- _Your instructions_:
When you set down the entries, keep every word exactly as it is but drop the pictures.
Segment Start: Supplied material
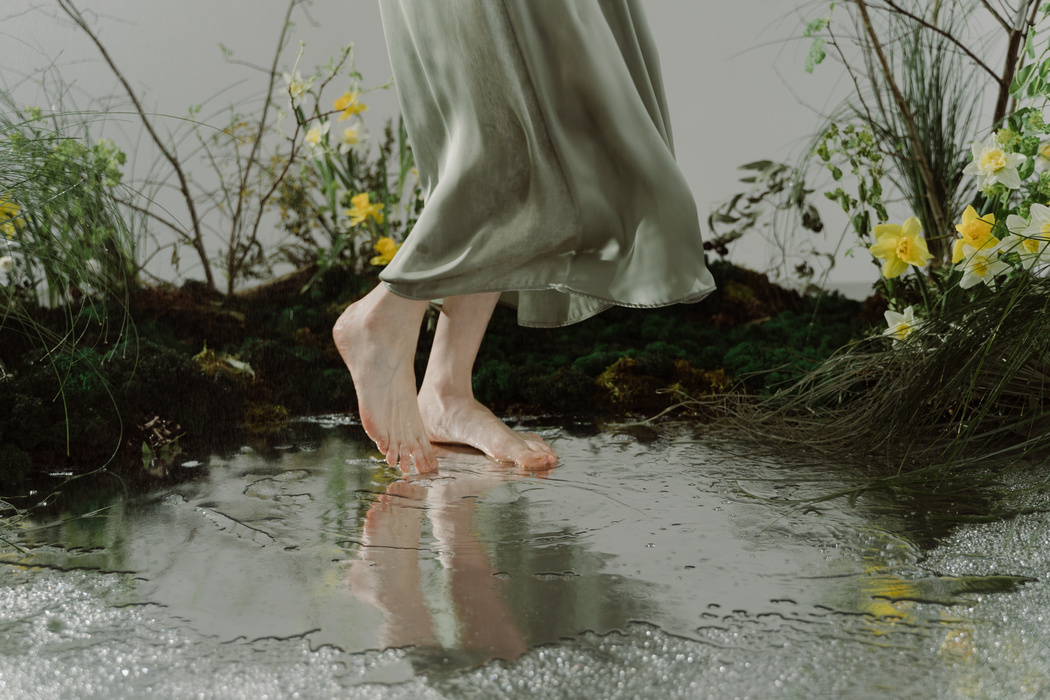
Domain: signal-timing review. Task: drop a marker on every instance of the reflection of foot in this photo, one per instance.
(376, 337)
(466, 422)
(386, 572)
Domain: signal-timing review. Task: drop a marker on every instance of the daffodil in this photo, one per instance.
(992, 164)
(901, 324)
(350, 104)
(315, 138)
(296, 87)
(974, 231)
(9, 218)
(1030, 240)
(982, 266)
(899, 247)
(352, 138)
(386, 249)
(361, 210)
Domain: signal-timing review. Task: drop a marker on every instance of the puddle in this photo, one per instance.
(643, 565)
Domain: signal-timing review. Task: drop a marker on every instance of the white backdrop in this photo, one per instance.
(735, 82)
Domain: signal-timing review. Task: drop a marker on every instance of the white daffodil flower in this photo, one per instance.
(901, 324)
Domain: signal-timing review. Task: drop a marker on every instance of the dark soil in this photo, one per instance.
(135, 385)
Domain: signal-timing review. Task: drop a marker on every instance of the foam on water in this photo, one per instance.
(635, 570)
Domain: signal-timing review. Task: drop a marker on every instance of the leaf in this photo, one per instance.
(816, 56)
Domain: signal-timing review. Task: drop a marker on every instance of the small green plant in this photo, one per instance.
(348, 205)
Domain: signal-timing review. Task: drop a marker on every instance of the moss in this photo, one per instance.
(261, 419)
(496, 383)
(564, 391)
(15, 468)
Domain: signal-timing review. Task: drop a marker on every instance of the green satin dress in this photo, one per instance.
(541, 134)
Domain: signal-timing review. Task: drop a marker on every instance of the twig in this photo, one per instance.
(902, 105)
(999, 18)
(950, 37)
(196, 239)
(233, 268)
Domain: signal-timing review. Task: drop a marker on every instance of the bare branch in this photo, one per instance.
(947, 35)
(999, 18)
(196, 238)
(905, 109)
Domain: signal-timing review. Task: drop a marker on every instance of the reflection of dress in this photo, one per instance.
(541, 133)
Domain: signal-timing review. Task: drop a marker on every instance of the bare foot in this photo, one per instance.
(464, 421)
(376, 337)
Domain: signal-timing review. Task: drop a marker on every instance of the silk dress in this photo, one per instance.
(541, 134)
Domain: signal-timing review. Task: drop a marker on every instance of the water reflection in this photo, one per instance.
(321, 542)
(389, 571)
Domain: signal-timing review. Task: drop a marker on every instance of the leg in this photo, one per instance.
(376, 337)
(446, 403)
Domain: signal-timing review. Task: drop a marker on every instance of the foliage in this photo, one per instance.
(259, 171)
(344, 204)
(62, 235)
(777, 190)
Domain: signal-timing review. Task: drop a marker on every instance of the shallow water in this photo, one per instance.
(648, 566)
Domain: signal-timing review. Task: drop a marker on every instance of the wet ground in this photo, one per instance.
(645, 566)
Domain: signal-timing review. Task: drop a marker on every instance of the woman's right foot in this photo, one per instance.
Segment End: Supplied material
- _Completed exercise_:
Domain: signal-timing review. Task: drop a marker on every instance of the reflection of foot in this photo, one per instance.
(376, 337)
(466, 422)
(386, 572)
Domain: signal-timing review. Task: drop a marker on every instance of the daffodil in this photo, one per instance.
(992, 164)
(901, 324)
(350, 104)
(315, 138)
(296, 87)
(974, 231)
(9, 218)
(1030, 240)
(982, 266)
(899, 247)
(352, 138)
(386, 249)
(361, 210)
Domain: signal-timing review. Task: drop a marker on every instance of the puddle in this photo, one per instance.
(643, 565)
Domain: signal-timing review. Task: drop a marker on every instance of the white backdrop in this photo, one per instance.
(735, 82)
Domain: signal-timing review. Task: drop a marker on every instance of the white daffodil flower in this photo, one per instance.
(901, 324)
Domain: signal-timing review. Task: drop a marker on every instance of the dark soil in this photo, one per instance.
(135, 385)
Domain: signal-timing review. Task: drop a marker on every instance of the foam on water in this photo, one per instance.
(635, 570)
Domain: signal-timing review. Task: drop a marker on every instance of the leaf in this photo, one per instance.
(816, 56)
Domain: signal-timing review. Task: drop a marker on every instance of the small green plant in this photo, one per instance.
(348, 205)
Domain: signal-timing review. Task: drop a marker on every instance of the moss in this photo, one per instance.
(261, 419)
(496, 383)
(564, 391)
(15, 468)
Domain: signal-timing review. Task: drop a marker on every instance of the green satin dress in this photo, one per instance.
(541, 134)
Domain: signal-timing review. Task: drop a marker on every instance of the twig in this photo, one per instance.
(902, 105)
(999, 18)
(950, 37)
(196, 239)
(233, 268)
Domain: signal-timing review. Task: drop a marker on every instance of the bare branch in this photo, one per instance.
(947, 35)
(999, 18)
(196, 238)
(905, 109)
Domain: signal-timing review. Task: drop a marker on every instance of the reflection of dress in this photo, one per instance.
(541, 133)
Domain: signal-timing review. Task: drop a marker on every instance of the bare foot in this photo, one per instance.
(464, 421)
(376, 337)
Domain: signal-timing review. Task: drop a marker on every instance of the silk dress in this photo, one per instance.
(541, 134)
Domain: signal-timing review. Task: drop a marker on every instance of the water reflection in this photo, one per instance.
(321, 542)
(389, 571)
Domain: signal-timing review. Task: drop a marker on every instance of the leg in this photo, one per instance.
(376, 337)
(446, 403)
Domain: signal-timing review. Task: drop a marker on every instance of the foliage in this photo, one per instance.
(259, 171)
(344, 204)
(62, 235)
(777, 190)
Domain: signal-timing review. Task: drop a marker on every instance of the shallow water in this photo, one per instance.
(648, 566)
Domain: signal-timing review. Task: drop a marker on every instance of the wet ground in this photo, one per instance.
(645, 566)
Domain: signal-timing review. Task: drop a marker on every instance of the woman's right foot in this photo, one per instance.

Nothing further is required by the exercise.